(Exercise text Opens)

Sólveig Thorsteinsdóttir
Group Leader, Development and Evolutionary Morphogenesis Group


Skeletal muscle development starts early in the development of vertebrate embryos and progressively builds the skeletal muscles that make us able to move and breathe. Throughout most of our lives, skeletal muscle is a tissue with remarkable regenerative potential because it contains muscle stem cells, derived from embryonic muscle progenitor cells, which are tucked into a specific “niche” near the existing muscle fibres. When muscles are damaged, some of these cells turn on the muscle developmental programme and repair the damaged muscle fibres.
Congenital muscular dystrophies are diseases where the connection between the muscle fibres and the extracellular matrix molecule laminin 211 (which normally surrounds muscle fibres) is faulty, leading to muscle weakness evident already at birth. Among the most severe ones is LAMA2-congenital muscular dystrophy (LAMA2-CMD) where laminin 211 is absent. Muscle damage and wasting starts early in life and patients rarely survive past their teens or early twenties. There is no treatment or cure.

(Exercise text Closes)
(Dataset records Opens)

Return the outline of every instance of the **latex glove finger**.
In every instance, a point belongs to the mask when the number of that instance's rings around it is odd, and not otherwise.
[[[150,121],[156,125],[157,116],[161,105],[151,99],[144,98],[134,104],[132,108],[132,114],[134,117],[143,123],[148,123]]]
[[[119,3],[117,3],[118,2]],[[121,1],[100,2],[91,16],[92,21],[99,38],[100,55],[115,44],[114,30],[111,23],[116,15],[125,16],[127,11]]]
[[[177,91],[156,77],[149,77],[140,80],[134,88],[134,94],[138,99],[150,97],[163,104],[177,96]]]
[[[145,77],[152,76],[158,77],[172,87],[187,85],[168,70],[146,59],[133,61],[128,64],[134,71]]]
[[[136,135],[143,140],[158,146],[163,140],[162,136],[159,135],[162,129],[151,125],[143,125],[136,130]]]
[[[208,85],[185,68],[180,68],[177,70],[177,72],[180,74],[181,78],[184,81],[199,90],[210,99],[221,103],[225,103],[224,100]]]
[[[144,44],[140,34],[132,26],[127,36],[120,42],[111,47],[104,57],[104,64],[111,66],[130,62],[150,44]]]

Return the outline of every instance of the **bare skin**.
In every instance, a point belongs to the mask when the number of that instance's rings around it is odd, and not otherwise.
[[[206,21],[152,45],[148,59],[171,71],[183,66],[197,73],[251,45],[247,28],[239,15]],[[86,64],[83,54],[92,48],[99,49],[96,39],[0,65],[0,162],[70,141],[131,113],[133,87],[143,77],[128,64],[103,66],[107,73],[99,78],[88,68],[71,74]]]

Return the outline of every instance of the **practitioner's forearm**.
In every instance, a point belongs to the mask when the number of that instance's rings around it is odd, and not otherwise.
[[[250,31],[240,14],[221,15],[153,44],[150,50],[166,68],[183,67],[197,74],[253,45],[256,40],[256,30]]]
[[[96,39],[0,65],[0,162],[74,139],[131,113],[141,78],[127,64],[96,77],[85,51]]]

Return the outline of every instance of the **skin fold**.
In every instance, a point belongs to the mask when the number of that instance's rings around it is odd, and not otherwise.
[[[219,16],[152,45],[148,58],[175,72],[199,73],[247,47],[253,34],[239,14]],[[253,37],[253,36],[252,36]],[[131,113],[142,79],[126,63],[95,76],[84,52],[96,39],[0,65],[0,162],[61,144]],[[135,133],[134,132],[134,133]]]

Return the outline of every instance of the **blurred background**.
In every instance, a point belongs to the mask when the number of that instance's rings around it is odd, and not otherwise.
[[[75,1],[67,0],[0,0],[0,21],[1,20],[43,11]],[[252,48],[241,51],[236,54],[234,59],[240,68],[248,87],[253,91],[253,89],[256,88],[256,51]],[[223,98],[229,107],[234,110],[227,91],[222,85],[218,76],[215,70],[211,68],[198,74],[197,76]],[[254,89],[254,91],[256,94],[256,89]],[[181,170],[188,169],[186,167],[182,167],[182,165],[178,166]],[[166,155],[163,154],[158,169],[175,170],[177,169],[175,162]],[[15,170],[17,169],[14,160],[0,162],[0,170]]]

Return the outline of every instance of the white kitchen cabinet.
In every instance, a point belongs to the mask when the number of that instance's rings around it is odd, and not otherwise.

(Dataset records Closes)

▶ **Assignment**
Return, word for word, the passage of the skeletal muscle text above that begins with the words containing "Skeletal muscle development" and ends with "damaged muscle fibres.".

▶ **Response area**
Skeletal muscle development starts early in the development of vertebrate embryos and progressively builds the skeletal muscles that make us able to move and breathe. Throughout most of our lives, skeletal muscle is a tissue with remarkable regenerative potential because it contains muscle stem cells, derived from embryonic muscle progenitor cells, which are tucked into a specific “niche” near the existing muscle fibres. When muscles are damaged, some of these cells turn on the muscle developmental programme and repair the damaged muscle fibres.